§ WRITTEN EXERCISE: Write out every line of the records below, but omit the pictures. Multiply each coordinate in the answer point lists by 0.7 and round to whole numbers, with halves going up, leaving all other lines and the format sample unchanged.

(Dataset entries)
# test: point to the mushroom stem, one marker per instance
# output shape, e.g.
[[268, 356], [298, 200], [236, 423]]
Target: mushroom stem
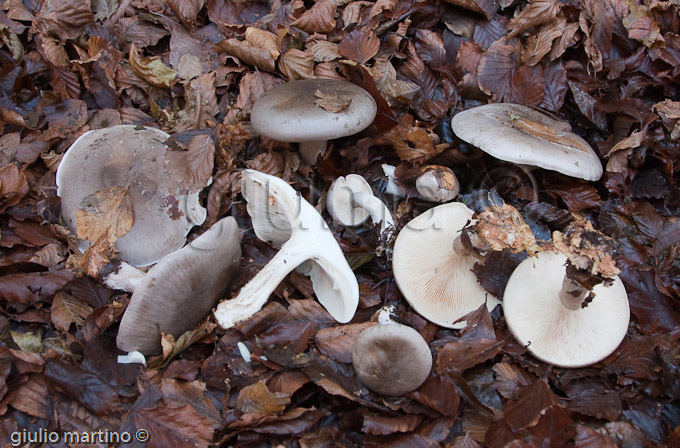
[[256, 292], [572, 293], [309, 151], [376, 208]]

§ TASK SOLUTION:
# test: point to the mushroom stem, one marker per instance
# output shape, e.g.
[[268, 356], [298, 200], [236, 423]]
Target: mushroom stem
[[179, 204], [400, 205], [216, 106], [263, 146]]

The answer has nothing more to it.